#### SHORT EXERCISE
Copy out, character for character, the lines of the records below, from the line containing "of the dark" through the line containing "pixel 148 611", both lines inclusive.

#### WORKING DATA
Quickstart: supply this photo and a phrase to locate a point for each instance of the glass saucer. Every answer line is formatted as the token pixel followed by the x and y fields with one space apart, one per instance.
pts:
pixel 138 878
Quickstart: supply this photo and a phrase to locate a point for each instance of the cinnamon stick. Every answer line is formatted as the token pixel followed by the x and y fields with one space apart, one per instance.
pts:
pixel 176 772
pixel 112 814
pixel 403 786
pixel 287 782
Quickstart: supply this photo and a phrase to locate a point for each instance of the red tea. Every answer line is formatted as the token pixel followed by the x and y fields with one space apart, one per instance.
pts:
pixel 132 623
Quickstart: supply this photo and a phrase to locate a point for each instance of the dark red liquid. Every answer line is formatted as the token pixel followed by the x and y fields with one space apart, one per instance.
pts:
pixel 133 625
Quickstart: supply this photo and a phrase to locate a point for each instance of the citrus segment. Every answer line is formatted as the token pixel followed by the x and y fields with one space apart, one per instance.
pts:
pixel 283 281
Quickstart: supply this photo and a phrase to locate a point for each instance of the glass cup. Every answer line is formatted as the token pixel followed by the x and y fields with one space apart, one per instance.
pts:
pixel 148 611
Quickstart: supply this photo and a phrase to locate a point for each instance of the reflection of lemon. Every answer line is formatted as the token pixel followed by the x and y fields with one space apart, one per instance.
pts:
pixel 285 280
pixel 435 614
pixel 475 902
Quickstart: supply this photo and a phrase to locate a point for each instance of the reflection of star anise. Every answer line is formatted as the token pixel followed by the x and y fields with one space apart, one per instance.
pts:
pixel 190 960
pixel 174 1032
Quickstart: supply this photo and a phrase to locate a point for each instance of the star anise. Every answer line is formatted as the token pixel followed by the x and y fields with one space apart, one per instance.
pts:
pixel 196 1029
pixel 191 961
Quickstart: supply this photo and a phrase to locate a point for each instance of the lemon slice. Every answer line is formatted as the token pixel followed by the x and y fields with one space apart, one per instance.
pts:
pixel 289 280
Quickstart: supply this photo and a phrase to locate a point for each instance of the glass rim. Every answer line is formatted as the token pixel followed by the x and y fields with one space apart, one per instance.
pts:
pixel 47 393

#### RESULT
Quickstart: supply this photo and a phrase to locate a point for each instance of the dark red liquid. Every answer line is formatted as the token pixel followed by the x and y fields with one space apart, one per instance.
pts:
pixel 133 625
Quickstart: supply this photo and a phrase to locate a point for each instance of the citrus segment. Every answer line is formatted as the token pixel followed by the x and y fields with one space apart, one per instance.
pts:
pixel 283 281
Quickstart: supply this photo and a phrase to locate a point for each instance of the glass cup. Every answer line is formatted as the token pixel followed by the x and y fields with one space apart, one per instance.
pts:
pixel 148 611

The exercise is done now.